= EXERCISE AIM =
Beneath this sentence is a set of records; write each of them out exactly.
★ ★ ★ ★ ★
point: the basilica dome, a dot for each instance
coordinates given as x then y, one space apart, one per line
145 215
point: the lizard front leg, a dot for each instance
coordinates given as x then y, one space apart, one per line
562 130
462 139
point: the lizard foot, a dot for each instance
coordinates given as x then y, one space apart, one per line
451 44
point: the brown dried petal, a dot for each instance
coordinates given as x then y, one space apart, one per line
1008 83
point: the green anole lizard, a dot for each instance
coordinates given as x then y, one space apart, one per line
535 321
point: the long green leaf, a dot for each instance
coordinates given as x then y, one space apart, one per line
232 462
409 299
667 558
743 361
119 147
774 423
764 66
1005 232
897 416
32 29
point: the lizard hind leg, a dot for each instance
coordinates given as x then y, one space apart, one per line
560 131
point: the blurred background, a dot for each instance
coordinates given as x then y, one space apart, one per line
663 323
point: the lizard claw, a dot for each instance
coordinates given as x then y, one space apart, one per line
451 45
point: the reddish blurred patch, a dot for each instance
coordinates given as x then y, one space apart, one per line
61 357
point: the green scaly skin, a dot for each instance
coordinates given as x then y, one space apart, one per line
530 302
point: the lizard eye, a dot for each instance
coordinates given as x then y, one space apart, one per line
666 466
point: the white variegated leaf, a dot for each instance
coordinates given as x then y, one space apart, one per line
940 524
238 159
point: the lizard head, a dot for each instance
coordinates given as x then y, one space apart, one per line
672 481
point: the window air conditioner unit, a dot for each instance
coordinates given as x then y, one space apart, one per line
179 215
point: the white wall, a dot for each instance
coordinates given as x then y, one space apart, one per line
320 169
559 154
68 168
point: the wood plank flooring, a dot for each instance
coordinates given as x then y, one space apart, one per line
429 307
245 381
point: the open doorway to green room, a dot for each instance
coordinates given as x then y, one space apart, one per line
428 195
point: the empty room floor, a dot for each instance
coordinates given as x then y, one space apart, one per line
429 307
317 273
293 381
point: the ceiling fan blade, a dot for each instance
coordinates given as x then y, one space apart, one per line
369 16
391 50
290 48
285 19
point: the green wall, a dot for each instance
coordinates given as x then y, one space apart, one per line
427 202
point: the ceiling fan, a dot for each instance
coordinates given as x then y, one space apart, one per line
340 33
★ ★ ★ ★ ★
= FINAL ANSWER =
point: the basilica dome, a dot for each instance
coordinates given as x then y, one space apart, one per line
145 215
point: the lizard front leg, a dot for each instance
coordinates given as x then y, one space apart, one per line
562 130
462 139
point: the lizard foot, a dot for each instance
coordinates given as x then y, one space apart, one per line
451 44
point: the brown dried petal, a dot for each instance
coordinates given as x then y, one space apart, one per line
1008 83
point: the green anole lizard, a dot for each instance
coordinates given as x then y, one space apart, one per line
535 321
point: the long green leaf, a dot for each instance
coordinates given as x then y, one space apart, one per line
232 462
409 299
667 558
743 361
119 147
774 423
764 66
1005 232
897 416
32 29
point: the lizard hind leg, a dot for each instance
coordinates given as x then y, one space apart, one per line
560 131
point: the blurred background, a dot for each instance
coordinates given as x then y, one space apart, one per line
663 323
point: the lizard claw, a dot for each instance
coordinates given as x then y, one space apart, one per line
451 45
point: the reddish blurred patch, a dot for each instance
coordinates given as x then y, one space apart, one per line
61 357
point: the green scaly skin, a dot for each instance
coordinates given as x then y, one space apart, one per line
530 302
point: the lizard eye, a dot for each instance
coordinates given as x then y, one space apart, one per line
666 466
point: the white variegated leaf, a dot for each instance
coordinates given as x then y, one space apart, one per line
940 524
238 159
point: the lizard head, a dot for each instance
coordinates given as x then y, one space apart, one per line
672 481
point: the window air conditioner unit, a dot for each instance
coordinates given as x then y, one space apart, one per line
179 215
point: the white wall, a dot for each instance
coordinates given as x then y, one space apart, one per line
320 169
559 154
68 168
point: the wood plank flooring, a dot for each instance
coordinates given as x then y, one space apart, one per line
429 307
245 381
point: the open doorway to green room, a dot for each instance
coordinates given as x then y, one space apart, one per line
428 195
point: the empty room floor, a dot for each instance
coordinates given as x then y, one space apart, one per line
429 307
317 273
293 381
point: the ceiling fan blade, a dot for each instance
coordinates given as x then y, one space apart, one per line
369 16
391 50
290 48
285 19
point: the green wall, a dot for each instance
coordinates given as x then y, one space apart, one per line
427 202
point: the ceiling fan, a dot for each instance
coordinates given as x then y, one space apart, one per line
340 33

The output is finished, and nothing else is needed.